(What is being asked):
Count the lines in the records below that contain the string "shirt", treating uppercase and lowercase as different. Reply with the number only.

Stored items from a collection
§

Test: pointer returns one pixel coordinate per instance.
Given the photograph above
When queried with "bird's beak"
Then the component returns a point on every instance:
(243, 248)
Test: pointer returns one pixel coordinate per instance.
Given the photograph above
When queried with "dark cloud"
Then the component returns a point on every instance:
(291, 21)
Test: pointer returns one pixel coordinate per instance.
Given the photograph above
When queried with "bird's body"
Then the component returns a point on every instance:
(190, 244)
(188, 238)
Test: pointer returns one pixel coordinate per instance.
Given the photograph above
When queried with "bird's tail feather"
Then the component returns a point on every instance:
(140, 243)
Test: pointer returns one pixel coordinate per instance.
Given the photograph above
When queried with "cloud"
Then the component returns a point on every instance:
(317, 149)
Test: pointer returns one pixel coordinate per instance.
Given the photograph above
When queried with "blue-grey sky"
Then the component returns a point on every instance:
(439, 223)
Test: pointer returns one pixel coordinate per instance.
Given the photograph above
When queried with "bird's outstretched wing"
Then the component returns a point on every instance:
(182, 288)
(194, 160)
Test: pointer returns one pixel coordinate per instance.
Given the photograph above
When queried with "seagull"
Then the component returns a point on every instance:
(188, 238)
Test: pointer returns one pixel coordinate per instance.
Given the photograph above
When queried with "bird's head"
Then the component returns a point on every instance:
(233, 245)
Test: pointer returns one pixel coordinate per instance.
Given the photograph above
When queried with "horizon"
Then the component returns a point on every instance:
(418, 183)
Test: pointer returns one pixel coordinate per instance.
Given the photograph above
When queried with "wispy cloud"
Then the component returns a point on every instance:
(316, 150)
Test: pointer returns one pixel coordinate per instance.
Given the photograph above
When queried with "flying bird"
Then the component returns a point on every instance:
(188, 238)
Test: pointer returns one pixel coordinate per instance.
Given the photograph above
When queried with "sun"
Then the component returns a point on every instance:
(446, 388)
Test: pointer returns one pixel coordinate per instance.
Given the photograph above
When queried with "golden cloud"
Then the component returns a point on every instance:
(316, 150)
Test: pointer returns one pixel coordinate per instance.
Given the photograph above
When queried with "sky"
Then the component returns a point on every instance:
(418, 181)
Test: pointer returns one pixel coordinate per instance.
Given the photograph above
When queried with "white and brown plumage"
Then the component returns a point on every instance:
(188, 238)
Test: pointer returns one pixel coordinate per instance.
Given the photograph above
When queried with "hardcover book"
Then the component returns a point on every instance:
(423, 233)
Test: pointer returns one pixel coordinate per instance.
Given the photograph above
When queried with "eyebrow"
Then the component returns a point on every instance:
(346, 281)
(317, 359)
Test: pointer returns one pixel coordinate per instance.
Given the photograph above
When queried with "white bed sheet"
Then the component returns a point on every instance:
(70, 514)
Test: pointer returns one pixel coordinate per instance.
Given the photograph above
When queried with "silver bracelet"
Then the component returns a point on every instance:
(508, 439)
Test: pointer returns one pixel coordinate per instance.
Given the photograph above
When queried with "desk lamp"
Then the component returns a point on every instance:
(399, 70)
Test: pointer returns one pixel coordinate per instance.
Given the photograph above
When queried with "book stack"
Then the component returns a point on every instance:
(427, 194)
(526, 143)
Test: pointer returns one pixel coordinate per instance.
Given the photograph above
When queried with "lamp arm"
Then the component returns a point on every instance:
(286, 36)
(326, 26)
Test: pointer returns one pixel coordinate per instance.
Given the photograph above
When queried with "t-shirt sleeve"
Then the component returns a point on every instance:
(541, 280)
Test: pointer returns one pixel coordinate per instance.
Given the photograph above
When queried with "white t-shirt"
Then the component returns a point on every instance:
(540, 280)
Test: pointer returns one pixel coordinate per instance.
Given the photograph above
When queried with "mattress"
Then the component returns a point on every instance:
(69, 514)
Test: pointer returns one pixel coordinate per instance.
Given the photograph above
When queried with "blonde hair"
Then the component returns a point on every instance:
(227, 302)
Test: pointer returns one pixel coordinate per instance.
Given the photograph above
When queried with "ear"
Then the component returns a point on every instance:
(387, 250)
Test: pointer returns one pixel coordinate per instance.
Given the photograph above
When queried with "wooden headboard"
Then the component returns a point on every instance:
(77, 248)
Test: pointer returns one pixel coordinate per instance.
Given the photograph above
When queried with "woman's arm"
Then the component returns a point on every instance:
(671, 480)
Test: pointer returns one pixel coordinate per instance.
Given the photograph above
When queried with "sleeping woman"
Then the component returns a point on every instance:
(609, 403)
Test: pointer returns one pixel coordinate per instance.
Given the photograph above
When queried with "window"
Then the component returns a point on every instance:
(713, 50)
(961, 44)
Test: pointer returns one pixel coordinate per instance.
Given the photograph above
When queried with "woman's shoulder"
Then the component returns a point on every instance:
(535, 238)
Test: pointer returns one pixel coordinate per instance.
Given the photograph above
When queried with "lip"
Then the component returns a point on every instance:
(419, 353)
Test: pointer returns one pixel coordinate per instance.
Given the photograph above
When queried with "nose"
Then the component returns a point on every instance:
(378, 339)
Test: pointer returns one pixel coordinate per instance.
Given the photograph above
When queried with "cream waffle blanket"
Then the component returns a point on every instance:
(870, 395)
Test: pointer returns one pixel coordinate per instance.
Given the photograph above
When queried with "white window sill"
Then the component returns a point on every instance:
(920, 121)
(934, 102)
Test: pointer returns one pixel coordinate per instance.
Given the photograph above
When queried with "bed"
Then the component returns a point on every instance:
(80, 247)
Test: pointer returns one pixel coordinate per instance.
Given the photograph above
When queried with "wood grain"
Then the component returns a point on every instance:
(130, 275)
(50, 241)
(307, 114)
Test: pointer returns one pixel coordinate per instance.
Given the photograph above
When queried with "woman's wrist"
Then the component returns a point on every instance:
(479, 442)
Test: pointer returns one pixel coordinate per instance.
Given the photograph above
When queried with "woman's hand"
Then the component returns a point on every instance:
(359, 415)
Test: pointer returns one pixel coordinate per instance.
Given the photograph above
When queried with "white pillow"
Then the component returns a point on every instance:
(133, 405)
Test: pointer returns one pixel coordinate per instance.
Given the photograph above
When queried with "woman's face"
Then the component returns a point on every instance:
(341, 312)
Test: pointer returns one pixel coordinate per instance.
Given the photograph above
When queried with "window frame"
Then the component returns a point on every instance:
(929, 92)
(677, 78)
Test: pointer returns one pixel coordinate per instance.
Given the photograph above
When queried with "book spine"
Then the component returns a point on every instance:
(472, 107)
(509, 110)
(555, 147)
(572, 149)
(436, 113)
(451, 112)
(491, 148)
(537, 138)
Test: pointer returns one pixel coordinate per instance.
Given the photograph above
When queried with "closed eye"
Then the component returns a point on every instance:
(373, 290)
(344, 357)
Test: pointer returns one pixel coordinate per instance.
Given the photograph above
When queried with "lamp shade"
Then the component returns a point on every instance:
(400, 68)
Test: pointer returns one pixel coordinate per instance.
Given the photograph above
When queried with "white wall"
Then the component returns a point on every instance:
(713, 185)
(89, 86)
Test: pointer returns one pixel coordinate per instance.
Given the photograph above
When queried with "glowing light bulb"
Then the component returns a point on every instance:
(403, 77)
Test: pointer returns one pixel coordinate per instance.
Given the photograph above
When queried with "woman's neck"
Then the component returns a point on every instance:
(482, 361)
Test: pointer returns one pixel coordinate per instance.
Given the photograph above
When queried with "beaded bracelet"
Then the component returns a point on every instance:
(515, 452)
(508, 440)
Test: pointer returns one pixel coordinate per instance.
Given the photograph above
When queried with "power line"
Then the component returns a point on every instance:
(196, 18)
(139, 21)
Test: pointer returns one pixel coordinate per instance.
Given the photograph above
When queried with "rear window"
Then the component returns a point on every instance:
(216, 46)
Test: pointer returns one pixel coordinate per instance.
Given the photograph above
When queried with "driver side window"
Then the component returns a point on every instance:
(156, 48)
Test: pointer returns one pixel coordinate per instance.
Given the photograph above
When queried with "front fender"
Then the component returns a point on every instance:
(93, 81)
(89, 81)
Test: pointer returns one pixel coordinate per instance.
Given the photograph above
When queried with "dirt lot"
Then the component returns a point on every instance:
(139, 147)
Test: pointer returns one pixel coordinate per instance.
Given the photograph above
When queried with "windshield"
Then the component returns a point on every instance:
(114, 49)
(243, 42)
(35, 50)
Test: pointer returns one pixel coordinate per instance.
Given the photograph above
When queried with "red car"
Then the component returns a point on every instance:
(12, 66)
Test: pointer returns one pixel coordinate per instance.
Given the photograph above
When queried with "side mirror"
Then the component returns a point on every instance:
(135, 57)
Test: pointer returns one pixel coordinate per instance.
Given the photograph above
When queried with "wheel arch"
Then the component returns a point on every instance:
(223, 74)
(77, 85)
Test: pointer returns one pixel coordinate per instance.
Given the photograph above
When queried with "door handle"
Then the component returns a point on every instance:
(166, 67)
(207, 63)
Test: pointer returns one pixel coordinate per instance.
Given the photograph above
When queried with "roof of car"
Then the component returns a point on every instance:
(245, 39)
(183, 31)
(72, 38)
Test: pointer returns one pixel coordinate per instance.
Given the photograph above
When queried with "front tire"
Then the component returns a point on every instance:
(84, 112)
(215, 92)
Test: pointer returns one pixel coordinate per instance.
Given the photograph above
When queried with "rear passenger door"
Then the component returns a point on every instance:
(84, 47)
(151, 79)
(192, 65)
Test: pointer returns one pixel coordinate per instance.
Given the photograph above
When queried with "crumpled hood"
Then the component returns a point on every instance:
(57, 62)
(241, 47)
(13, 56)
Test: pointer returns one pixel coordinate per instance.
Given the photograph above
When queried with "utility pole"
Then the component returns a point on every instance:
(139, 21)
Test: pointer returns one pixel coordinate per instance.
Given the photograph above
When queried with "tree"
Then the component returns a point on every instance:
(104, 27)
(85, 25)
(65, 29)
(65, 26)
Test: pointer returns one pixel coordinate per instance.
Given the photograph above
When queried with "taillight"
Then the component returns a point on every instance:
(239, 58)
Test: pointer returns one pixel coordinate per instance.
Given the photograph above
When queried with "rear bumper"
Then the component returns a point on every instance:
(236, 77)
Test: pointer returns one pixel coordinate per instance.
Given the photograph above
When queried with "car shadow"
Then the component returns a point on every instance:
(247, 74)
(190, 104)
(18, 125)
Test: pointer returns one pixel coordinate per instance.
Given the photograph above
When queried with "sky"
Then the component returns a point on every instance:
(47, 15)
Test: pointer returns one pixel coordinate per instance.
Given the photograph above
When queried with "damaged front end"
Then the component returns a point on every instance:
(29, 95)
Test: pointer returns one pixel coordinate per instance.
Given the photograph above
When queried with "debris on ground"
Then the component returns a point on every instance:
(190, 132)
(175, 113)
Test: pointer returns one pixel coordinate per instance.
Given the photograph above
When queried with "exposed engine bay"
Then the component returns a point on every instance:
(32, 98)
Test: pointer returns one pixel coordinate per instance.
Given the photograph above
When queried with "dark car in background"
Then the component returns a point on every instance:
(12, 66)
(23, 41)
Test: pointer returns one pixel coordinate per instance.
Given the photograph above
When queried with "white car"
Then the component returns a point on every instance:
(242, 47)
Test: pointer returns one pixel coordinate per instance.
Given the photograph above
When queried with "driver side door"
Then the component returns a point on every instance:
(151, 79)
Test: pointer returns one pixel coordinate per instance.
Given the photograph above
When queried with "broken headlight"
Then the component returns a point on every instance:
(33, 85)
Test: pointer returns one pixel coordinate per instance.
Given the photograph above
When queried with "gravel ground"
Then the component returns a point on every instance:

§

(Exercise solution):
2